- **WRITTEN REQUEST A**: Convert the records into a Markdown table with the columns "Row" and "Line," starting at the line that contains "Reviewer note: confirm each instance of the fern" and continuing through the last line of the records, and skip blank lines and the pictures.

-------- EXCERPTED PASSAGE --------

Suppose that \(P(A \mid B)=0.4, \quad P\left(A \mid B^{\prime}\right)=0.2\), and \(P(B)=0.8 .\) Determine \(P(B \mid A) .\)

Short Answer

Expert verified
The probability \( P(B \mid A) \) is \( \frac{8}{9} \).

Step by step solution

01

Understanding the Given Information

We're given the conditional probabilities \( P(A \mid B) = 0.4 \) and \( P(A \mid B') = 0.2 \) along with the probability \( P(B) = 0.8 \). Our goal is to find \( P(B \mid A) \).
02

Using Bayes' Theorem

Bayes' Theorem relates conditional probabilities and can be expressed as:\[P(B \mid A) = \frac{P(A \mid B) P(B)}{P(A)}\]To solve for \( P(B \mid A) \), we need to find \( P(A) \).

-------- DATA ENTRIES --------

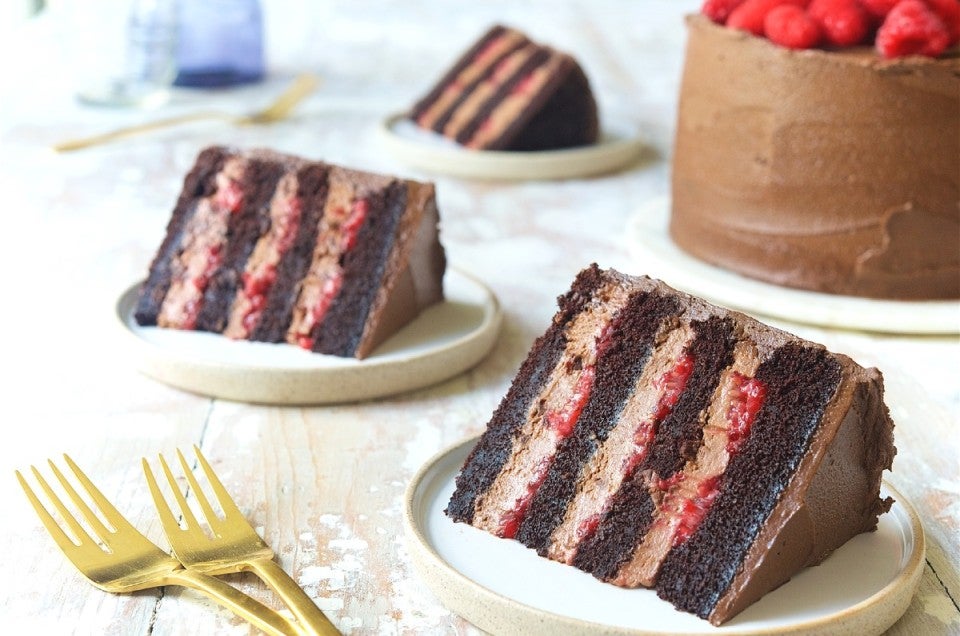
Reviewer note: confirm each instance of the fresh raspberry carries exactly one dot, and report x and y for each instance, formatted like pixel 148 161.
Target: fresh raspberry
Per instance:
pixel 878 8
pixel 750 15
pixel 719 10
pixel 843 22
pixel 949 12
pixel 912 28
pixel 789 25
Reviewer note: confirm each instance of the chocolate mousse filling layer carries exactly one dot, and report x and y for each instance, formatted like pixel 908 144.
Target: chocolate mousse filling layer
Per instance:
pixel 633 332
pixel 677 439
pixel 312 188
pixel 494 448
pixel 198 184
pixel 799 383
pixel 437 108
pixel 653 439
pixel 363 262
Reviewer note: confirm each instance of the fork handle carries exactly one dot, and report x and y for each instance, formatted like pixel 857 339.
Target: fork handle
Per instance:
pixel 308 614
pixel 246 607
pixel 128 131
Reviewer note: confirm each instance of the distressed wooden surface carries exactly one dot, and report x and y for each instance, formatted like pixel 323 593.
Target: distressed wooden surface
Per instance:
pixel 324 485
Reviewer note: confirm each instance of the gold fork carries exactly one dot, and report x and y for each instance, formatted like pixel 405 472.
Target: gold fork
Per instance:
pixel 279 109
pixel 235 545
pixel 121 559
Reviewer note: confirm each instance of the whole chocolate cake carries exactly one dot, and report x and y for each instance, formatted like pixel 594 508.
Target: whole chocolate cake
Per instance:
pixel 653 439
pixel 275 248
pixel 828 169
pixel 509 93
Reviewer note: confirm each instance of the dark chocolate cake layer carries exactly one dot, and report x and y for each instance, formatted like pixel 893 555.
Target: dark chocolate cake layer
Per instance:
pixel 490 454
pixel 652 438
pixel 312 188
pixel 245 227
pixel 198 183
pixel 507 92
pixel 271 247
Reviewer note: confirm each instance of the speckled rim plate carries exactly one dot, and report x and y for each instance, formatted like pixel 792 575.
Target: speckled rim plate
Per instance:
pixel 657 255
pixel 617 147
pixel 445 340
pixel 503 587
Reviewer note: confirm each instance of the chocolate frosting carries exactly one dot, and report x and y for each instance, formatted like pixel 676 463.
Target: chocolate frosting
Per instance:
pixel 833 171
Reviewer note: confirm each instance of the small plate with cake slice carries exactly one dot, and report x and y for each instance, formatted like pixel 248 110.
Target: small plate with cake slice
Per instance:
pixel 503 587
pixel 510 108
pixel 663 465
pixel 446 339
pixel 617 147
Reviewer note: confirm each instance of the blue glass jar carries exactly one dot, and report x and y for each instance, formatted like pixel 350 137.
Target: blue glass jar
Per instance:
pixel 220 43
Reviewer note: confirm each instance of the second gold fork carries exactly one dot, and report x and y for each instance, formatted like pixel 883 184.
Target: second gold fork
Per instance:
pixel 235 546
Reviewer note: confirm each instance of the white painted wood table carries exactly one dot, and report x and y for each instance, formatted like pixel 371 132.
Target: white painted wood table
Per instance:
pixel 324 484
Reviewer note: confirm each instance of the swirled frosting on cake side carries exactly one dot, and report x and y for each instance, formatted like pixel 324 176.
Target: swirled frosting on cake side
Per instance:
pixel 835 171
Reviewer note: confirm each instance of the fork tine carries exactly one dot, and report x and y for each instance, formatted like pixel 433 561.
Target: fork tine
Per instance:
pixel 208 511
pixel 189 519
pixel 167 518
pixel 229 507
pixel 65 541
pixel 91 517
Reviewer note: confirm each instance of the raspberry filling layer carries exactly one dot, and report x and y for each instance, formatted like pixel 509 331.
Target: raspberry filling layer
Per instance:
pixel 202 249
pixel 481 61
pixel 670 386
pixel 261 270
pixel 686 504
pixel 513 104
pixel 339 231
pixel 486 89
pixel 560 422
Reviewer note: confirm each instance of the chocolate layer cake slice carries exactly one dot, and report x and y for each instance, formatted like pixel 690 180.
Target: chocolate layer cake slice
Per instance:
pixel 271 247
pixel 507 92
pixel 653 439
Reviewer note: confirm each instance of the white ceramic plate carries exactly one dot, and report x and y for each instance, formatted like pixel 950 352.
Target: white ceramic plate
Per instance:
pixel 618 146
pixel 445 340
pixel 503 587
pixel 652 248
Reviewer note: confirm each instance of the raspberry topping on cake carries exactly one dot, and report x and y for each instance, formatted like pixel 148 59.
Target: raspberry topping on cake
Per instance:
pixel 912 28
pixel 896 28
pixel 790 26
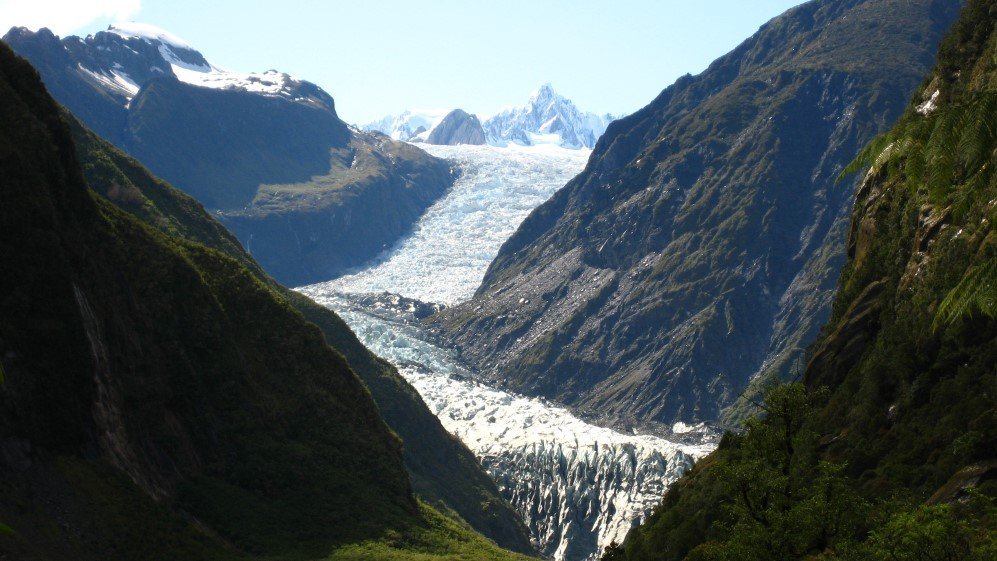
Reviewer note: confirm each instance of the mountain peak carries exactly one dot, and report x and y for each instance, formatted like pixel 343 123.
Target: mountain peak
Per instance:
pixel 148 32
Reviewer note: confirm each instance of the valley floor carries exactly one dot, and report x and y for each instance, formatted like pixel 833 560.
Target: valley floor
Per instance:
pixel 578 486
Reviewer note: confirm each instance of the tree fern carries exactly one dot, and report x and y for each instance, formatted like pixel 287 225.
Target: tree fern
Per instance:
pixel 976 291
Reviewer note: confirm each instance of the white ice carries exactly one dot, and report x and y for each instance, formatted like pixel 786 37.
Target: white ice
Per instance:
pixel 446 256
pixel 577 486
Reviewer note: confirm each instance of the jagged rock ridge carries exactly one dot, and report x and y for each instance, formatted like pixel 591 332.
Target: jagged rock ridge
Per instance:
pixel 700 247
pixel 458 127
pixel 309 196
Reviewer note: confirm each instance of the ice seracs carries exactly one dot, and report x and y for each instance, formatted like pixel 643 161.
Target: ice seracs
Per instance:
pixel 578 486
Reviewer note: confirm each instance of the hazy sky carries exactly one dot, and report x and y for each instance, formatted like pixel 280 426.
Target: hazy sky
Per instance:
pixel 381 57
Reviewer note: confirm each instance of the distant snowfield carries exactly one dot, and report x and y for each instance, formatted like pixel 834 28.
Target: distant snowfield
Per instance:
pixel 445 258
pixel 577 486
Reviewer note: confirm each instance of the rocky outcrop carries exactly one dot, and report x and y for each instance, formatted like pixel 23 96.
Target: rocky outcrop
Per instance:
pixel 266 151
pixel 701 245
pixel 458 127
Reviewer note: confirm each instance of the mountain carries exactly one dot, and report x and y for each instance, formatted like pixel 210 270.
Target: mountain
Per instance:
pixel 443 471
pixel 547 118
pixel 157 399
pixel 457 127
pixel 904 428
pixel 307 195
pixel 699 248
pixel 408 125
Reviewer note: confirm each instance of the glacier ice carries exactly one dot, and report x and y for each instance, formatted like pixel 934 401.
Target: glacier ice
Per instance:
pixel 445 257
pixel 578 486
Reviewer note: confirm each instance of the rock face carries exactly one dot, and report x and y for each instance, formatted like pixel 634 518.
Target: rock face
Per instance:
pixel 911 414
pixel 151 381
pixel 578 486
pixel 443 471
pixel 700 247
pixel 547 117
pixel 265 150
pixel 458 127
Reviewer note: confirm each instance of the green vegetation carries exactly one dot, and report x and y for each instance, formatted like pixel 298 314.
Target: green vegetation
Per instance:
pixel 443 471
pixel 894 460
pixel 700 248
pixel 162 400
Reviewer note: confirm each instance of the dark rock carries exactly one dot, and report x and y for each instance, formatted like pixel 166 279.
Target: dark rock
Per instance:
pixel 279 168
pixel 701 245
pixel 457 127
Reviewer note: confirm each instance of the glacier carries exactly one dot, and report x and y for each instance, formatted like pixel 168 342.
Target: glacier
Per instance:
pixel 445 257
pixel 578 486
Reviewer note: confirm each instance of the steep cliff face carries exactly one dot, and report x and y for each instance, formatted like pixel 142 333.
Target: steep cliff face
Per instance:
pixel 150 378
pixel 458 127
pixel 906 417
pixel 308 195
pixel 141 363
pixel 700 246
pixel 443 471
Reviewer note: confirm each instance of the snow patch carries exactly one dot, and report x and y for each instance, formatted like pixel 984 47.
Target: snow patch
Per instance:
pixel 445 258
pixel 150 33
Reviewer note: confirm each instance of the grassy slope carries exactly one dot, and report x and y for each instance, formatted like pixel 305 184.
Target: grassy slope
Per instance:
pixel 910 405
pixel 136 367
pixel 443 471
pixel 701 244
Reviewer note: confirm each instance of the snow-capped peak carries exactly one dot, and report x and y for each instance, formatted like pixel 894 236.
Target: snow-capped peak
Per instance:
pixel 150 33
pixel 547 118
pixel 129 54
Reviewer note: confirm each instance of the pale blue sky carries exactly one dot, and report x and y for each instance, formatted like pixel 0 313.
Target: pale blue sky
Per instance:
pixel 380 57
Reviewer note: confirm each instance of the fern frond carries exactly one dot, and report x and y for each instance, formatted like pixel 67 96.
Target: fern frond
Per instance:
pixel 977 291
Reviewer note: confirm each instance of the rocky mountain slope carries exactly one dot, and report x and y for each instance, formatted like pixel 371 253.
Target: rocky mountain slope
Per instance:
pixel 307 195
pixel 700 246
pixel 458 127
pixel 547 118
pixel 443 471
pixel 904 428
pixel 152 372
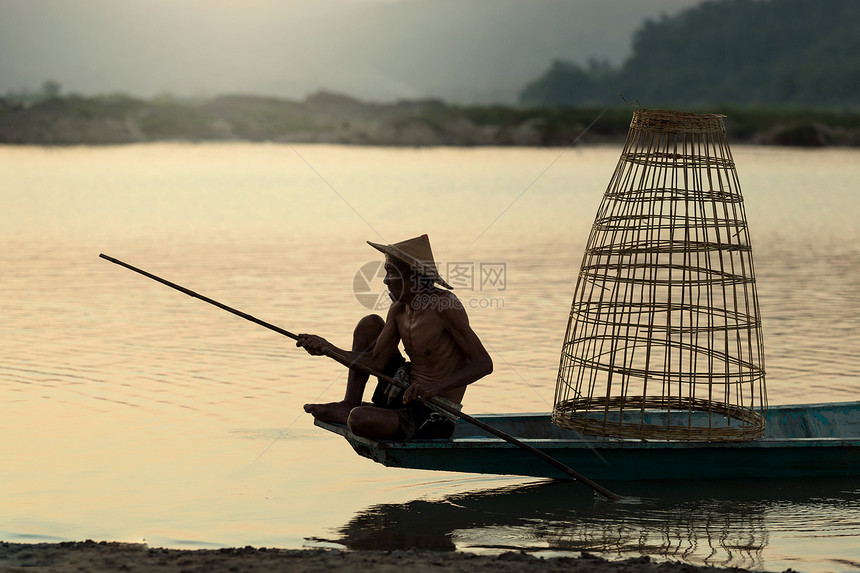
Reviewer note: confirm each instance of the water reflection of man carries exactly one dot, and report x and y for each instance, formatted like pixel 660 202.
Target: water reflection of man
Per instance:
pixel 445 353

--------

- **WRITTEN REQUEST B**: Copy the Bayes' theorem solution word for word, beginning at "Expert verified" and ending after "P(B \mid A) \).".

- **RESPONSE A**:
| Row | Line |
|---|---|
| 1 | Reviewer note: confirm each instance of the fern frond carries exactly one dot, and report x and y for each instance, formatted like pixel 67 96. |
| 2 | Target: fern frond |
| 3 | Per instance: |
| 4 | pixel 977 291 |
| 5 | Reviewer note: confirm each instance of the rocky mountain slope carries exactly one dot, and report x and y for each instance, formatted like pixel 371 253. |
| 6 | Target: rocky mountain slope |
| 7 | Per instance: |
| 8 | pixel 307 195 |
| 9 | pixel 700 246 |
| 10 | pixel 458 127 |
| 11 | pixel 547 118 |
| 12 | pixel 443 471 |
| 13 | pixel 904 428 |
| 14 | pixel 152 372 |
| 15 | Reviewer note: confirm each instance of the water reflection of man carries exactly one dot, and report x and y for each instance, formatted like pixel 660 202. |
| 16 | Target: water reflection of man |
| 17 | Per instance: |
| 18 | pixel 445 353 |

- **RESPONSE B**:
Expert verified
The probability \( P(B \mid A) \) is \( \frac{8}{9} \).

Step by step solution

01

Understanding the Given Information

We're given the conditional probabilities \( P(A \mid B) = 0.4 \) and \( P(A \mid B') = 0.2 \) along with the probability \( P(B) = 0.8 \). Our goal is to find \( P(B \mid A) \).